A major part of the patients suffering from this condition seem also to demonstrate a positive head-up tilt response [4].
Investigations
Although no standard recommendations exist for this specific condition, the initial work-up should be the same as for any syncope. A cardiological work-up with a 12-lead ECG, echocardiography and a treadmill test should be performed to rule out structural heart disease responsible for a potentially life-threatening condition. The poor reproductibility of exercise-induced hypotension observed during a treadmill test may encourage repetition of the exercise test if initially normal [5]. A head-up tilt-test (HUTT) with pharmacological provocation should be considered to assess susceptibility to neurally mediated hypotension or bradycardia, which is a common finding in such patients. In our case, we decided to also perform cardiac MRI to rule out a coronary anomaly. Whether cardiac MRI should be performed without the presence of chest pain or ischaemic ECG changes observed during the treadmill test is debatable. In the absence of structural heart disease or ECG abnormalities, an electrophysiologic study does not add any information [9].
Treatment and prognosis
Adequate fluid intake should be recommended. A fluid “loading dose” (1 L of fluids prior to exercise) may improve symptoms [13], but may be inconvenient. As in neurocardiogenic syncope, several medical treatments have been suggested, such as beta-blockers or disopyramide, with the idea of blocking inotropy and stimulation of ventricular mechanoreceptors. These two drugs have been shown to be beneficial in some case series, with reduction of syncope episodes in patients with documented vasodepressor response to HUTT [4]. However, no randomised study has been conducted to demonstrate this benefit. Because these same drugs have not been proven to have any beneficial effect in randomised controlled trials in vasovagal syncope, caution should be advised. For Swiss competition athletes, please refer to antidoping.ch.
The clinical course of patients suffering from exercise-induced vasodepressive syncope was favourable in the aforementioned case series, with symptom control most of the time. The only independent predictor of syncope recurrence was the number of exerciserelated syncopal events in the clinical history [4].
Patients can safely continue to participate in recreational or competitive athletic activities, with the exception of athletes in whom hypotension or syncope could be life threatening for themselves or others (e.g., climbing, swimming, diving, etc.). The patient should be made aware of these dangers and possibly advised to take appropriate additional safety measures, or, if not feasible, stop the activity associated with syncope.
Key points
− Exercise-induced vasodepressor syncope is a relatively rare pathology among patients suffering from exercise-induced syncope.
− Exercise-induced vasodepressor syncope should always remain a diagnosis of exclusion.
− Basic noninvasive tests should be performed (ECG, echocardiography, treadmill test, head-up tilt-test, and possibly imaging of the coronary arteries) to rule out a structural heart disease responsible for a potentially life-threatening condition.
− The supposed physiopathological mechanism of EIVS is an inappropriate peripheral vasodilation from the vagal afferent pathway triggered by the activation of intraventricular mechanoreceptors in susceptible subjects.
− The prognosis of EIVS remains favourable and symptoms can be controlled most of the time, with no need of prolonged interruption of the activity associated with syncope. The exception is the cardioinhibitory form with prolonged asystole, in case of which pacemaker implantation should be considered.
Disclosures
No financial support and no other potential conflict of interest relevant to this article was reported.

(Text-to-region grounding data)

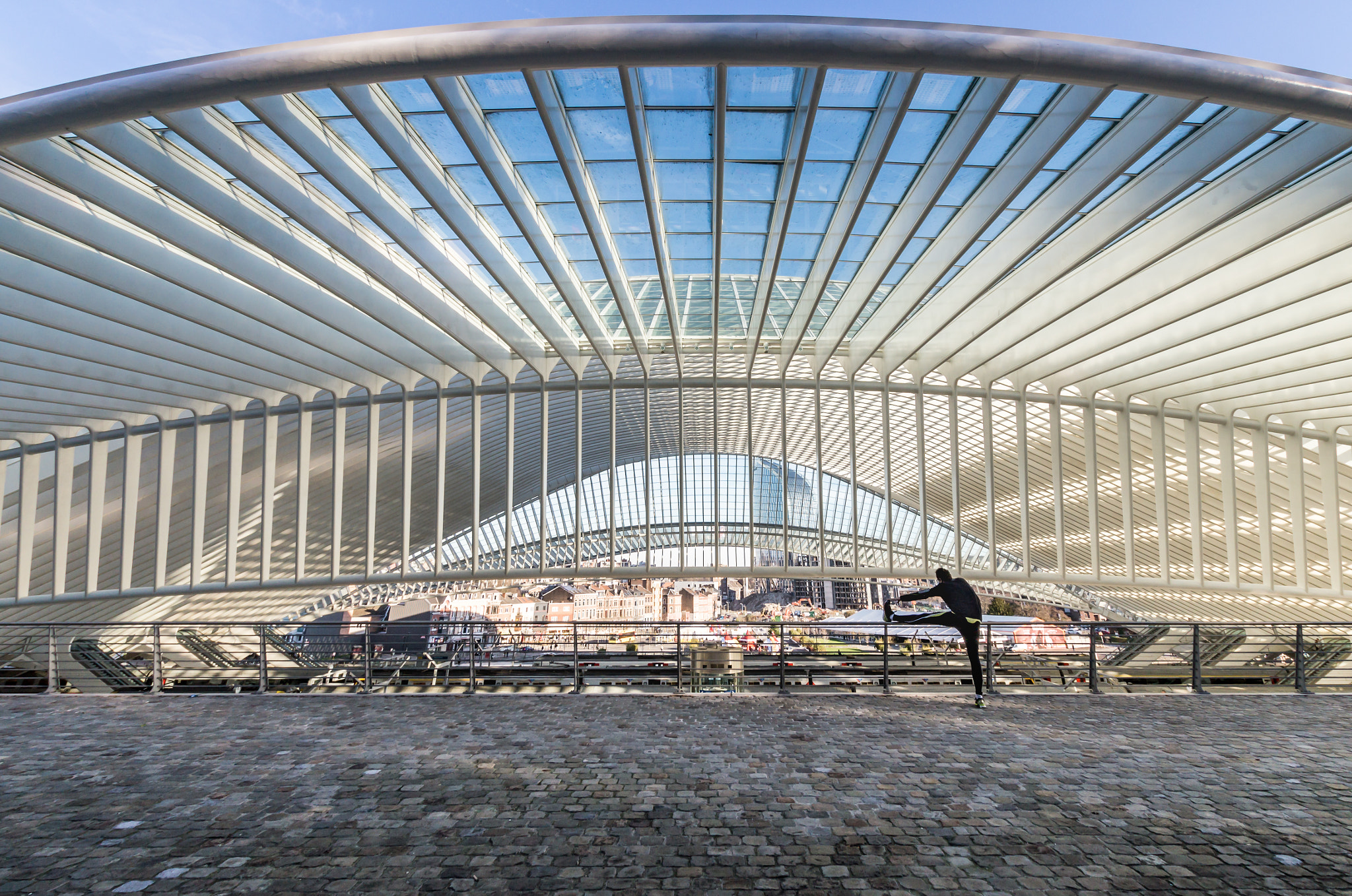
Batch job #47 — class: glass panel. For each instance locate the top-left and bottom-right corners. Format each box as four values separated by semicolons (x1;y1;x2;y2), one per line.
465;72;535;110
818;69;887;108
727;67;799;106
911;75;976;112
555;69;625;106
1001;81;1062;115
587;162;644;203
648;110;714;158
887;112;953;165
794;162;852;201
656;162;714;200
724;162;779;200
380;80;442;112
484;110;556;162
724;112;792;160
807;110;873;160
638;67;714;106
408;115;475;165
568;110;634;160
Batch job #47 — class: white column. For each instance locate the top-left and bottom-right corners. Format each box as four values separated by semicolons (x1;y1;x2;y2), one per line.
296;401;315;580
51;439;75;594
1286;424;1310;591
366;392;380;579
226;410;245;584
156;420;178;588
1215;418;1240;588
1183;412;1206;585
258;407;279;583
1320;427;1343;593
118;424;142;591
85;435;108;593
15;446;42;597
1117;410;1135;581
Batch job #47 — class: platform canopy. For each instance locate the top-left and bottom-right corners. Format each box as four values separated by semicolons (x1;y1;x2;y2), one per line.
0;16;1352;619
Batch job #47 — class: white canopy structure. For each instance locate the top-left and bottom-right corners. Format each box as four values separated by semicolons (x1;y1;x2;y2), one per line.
0;16;1352;620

- Requirement A:
Answer these questions from the article on exercise-induced syncope:
(i) How much fluid makes up the fluid "loading dose"?
(ii) What was the only independent predictor of syncope recurrence?
(iii) What should be considered in the cardioinhibitory form with prolonged asystole?
- Requirement B: List every basic noninvasive test named in the key points of the article on exercise-induced syncope.
- Requirement C: Write out the part of the article on exercise-induced syncope that opens with the words containing "Patients can safely" and closes with "diagnosis of exclusion.".
None of the tasks make use of the records.

- Written response A:
(i) 1 L of fluids prior to exercise.
(ii) The number of exercise-related syncopal events in the clinical history.
(iii) Pacemaker implantation.

- Written response B: ECG; echocardiography; treadmill test; head-up tilt-test; imaging of the coronary arteries (listed as possibly performed).

- Written response C:
Patients can safely continue to participate in recreational or competitive athletic activities, with the exception of athletes in whom hypotension or syncope could be life threatening for themselves or others (e.g., climbing, swimming, diving, etc.). The patient should be made aware of these dangers and possibly advised to take appropriate additional safety measures, or, if not feasible, stop the activity associated with syncope.
Key points
− Exercise-induced vasodepressor syncope is a relatively rare pathology among patients suffering from exercise-induced syncope.
− Exercise-induced vasodepressor syncope should always remain a diagnosis of exclusion.